• **Tâche a**:
Recopiez s'il vous plaît les lignes des enregistrements, de celle qui contient « Target: window with blinds » jusqu'à celle qui contient « (1064, 400) » incluse, en remplaçant « granite » par « marble » et en laissant tout le reste intact.

• **Texte extrait**:

++++++++++++++++++++

On s’apprête à partir, quand Miguel nous rappelle. Nous allons voir quelque chose de « clandestino », c’est juste ce que j’ai compris. Nous arrivons devant une planche de bois partiellement recouverte de terre qui constitue la partie supérieure d’une tombe clandestine. Marcos informations service nous explique la situation : A El Desengaño, les militaires ont établi un camp dans les années 81, 82 qui nous semblent être le cœur de la guerre. Pour ce, ils ont tout brûlé et tout rasé en tuant les gens qui n’étaient pas partis. A partir de là, ils sont allés décimer tout ce qu’ils trouvaient dans la région. La région est donc plus ou moins un immense cimetière où on trouve des tombes dans son jardin, comme ici. Nous n’y touchons cependant pas, Miguel veut obtenir une autorisation du gouvernement pour enquêter, ce qui est son travail actuellement. Pourquoi les gens sont revenus ici ? Tout simplement parce qu’ils étaient refusés dans les autres communautés. Il y a une forte xénophobie ici où le pays est le village. Marcos nous disait même qu’on lui demandait parfois, à lui mam, ce qu’il faisait dans le Quiché … Dans les années 1998-99, les gens sont donc revenus de leurs planques montagnardes pour s’établir de nouveau à El Desengaño.

Nous passons chez la dernière membre du groupe qui n’est pas non plus là, et allons chez l’épouse d’un des membres du groupe d’hommes. Le groupe d’homme est constitué de personne assez riche. Eux ont acheté un veau et vont le revendre là. Ce type de projet pose quand même des problèmes, car il y a zéro revenus réguliers. On est un peu gentil avec notre politique de paiement tous les mois qui est fortement inadaptée à plus de 80% des projets. Nous lui posons gentiment les questions désormais toutes prêtes et partons pour une pause aventure : la cascade d’El Desengaño. Au milieu de la forêt tropicale, faisant beaucoup de bruit, une cascade nous appelle et nous la rejoignons non sans mal. Là nous quitte la responsable du groupe de femmes qui nous avait accompagné jusque là et nous commençons à rebrousser chemin. Je crois que l’on va voir les hommes, mais m’inquiète parce que je trouve qu’on rebrousse beaucoup chemin. Miguel me dit qu’ils ne sont pas là, alors je lui demande si on peut voir les épouses ! En fait, l’une d’entre elles nous accompagne déjà et nous irons voir l’autre membre à Uspantan. Mister Marcelino qui nous avait dit qu’il achèterait quatre moutons a en fait passé tout l’argent dans ses études d’avocats. Ca ne me dérange qu’à moitié, mais bon, ça serait sympa de savoir qu’on fait des prêts pour de l’éducation et pas des moutons ! J’en profite pour me faire confirmer les prix de tous les animaux que j’ai déjà entendus quatre fois dans la matinée, ça correspond à peu près, parfait.

++++++++++++++++++++

• **Données d'entrée**:
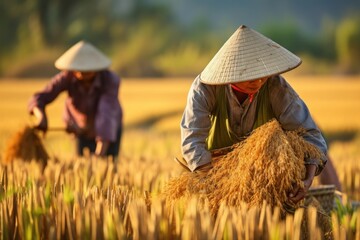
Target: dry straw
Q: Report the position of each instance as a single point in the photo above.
(26, 145)
(262, 168)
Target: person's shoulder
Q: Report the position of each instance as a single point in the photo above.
(111, 76)
(63, 76)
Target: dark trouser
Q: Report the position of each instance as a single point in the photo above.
(113, 150)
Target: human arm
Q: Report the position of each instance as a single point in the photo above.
(293, 114)
(195, 124)
(109, 113)
(39, 100)
(101, 148)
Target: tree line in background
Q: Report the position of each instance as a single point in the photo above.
(145, 39)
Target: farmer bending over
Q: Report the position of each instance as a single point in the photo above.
(92, 109)
(239, 90)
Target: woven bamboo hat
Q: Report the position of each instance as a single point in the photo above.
(248, 55)
(82, 57)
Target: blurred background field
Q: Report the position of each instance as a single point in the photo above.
(153, 109)
(97, 199)
(158, 47)
(157, 38)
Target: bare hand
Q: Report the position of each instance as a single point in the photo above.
(299, 192)
(41, 124)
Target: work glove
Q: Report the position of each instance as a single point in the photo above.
(41, 119)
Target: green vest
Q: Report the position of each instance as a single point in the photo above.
(220, 134)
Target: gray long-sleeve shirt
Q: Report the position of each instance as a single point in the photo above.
(288, 108)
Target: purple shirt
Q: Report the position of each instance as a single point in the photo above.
(97, 111)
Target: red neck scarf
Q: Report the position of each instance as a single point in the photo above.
(250, 96)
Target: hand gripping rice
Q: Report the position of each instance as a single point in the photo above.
(264, 167)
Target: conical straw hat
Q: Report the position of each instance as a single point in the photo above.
(82, 57)
(248, 55)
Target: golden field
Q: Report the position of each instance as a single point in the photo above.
(95, 199)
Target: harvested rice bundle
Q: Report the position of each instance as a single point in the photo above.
(264, 167)
(26, 145)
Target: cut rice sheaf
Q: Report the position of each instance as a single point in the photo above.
(264, 167)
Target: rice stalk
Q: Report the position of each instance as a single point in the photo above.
(264, 167)
(26, 144)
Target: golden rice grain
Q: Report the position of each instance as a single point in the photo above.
(26, 145)
(264, 167)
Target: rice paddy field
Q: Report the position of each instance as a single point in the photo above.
(89, 198)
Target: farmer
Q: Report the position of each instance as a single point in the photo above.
(92, 109)
(239, 90)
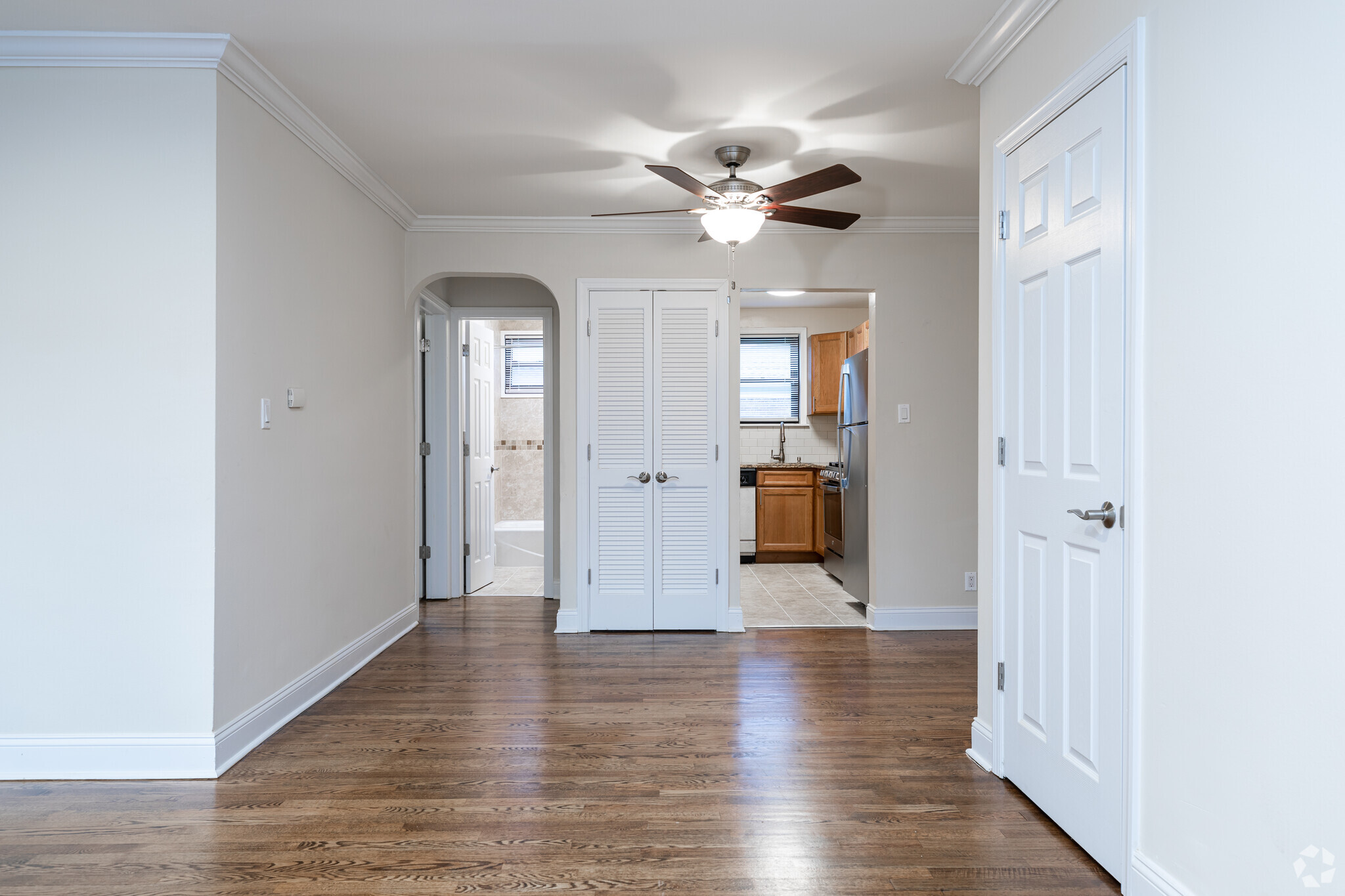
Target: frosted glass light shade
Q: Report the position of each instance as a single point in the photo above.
(732, 224)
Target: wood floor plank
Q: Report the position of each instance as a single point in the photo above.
(483, 754)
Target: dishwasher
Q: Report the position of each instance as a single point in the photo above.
(747, 515)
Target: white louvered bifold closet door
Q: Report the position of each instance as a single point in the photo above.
(684, 450)
(621, 430)
(653, 398)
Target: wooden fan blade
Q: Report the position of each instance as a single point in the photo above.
(814, 217)
(685, 181)
(818, 182)
(666, 211)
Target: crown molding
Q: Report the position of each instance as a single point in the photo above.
(219, 51)
(223, 53)
(684, 224)
(1009, 26)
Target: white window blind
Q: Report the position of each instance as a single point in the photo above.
(770, 373)
(523, 364)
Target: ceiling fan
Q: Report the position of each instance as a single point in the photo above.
(735, 209)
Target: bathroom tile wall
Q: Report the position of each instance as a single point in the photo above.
(518, 445)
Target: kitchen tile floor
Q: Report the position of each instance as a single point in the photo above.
(795, 594)
(514, 581)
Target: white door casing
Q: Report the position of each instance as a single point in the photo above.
(653, 391)
(1064, 427)
(481, 457)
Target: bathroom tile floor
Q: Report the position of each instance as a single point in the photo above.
(795, 594)
(514, 581)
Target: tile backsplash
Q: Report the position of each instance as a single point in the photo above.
(816, 444)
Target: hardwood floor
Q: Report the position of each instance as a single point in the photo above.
(482, 754)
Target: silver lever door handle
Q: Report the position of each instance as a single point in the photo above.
(1107, 515)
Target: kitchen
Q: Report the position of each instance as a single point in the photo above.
(803, 458)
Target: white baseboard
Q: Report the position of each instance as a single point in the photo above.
(734, 621)
(240, 736)
(1147, 879)
(567, 621)
(105, 758)
(156, 757)
(982, 744)
(921, 618)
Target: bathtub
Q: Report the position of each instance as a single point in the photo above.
(518, 543)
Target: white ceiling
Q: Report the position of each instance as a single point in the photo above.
(553, 106)
(810, 299)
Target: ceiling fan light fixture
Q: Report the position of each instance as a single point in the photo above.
(732, 224)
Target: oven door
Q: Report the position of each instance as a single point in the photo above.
(833, 499)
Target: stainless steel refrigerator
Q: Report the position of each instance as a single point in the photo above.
(850, 563)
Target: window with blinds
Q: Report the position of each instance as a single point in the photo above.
(522, 363)
(770, 371)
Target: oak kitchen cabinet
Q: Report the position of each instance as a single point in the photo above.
(786, 512)
(826, 352)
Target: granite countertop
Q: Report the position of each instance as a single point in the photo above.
(783, 467)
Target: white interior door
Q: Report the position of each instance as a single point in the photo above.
(481, 456)
(621, 382)
(685, 531)
(1064, 413)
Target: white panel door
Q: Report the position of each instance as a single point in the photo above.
(481, 457)
(685, 532)
(621, 383)
(1064, 400)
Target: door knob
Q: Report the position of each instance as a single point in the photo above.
(1107, 515)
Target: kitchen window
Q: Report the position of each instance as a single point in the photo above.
(772, 382)
(521, 360)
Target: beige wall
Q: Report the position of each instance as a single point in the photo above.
(925, 320)
(315, 516)
(106, 385)
(519, 438)
(816, 440)
(1242, 618)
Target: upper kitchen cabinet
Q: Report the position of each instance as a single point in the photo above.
(857, 340)
(826, 352)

++++++++++++++++++++

• **Tâche b**:
Relevez tous les prénoms de personnes cités dans le récit de la visite à El Desengaño.

• **Bonne réponse a**:
Target: window with blinds
Q: Report the position of each instance as a single point in the photo above.
(522, 363)
(770, 371)
Target: oak kitchen cabinet
Q: Report the position of each instance as a single point in the photo above.
(786, 512)
(826, 352)
Target: marble countertop
Q: Report the position of each instance as a single point in the photo above.
(783, 467)
Target: white interior door
Q: Report the position of each instance as a single point in the photo above.
(481, 456)
(621, 382)
(685, 531)
(1064, 413)
Target: white panel door
Q: Report the position of each instance as a single point in the photo above.
(481, 457)
(685, 532)
(621, 383)
(1064, 400)

• **Bonne réponse b**:
Miguel, Marcos, Marcelino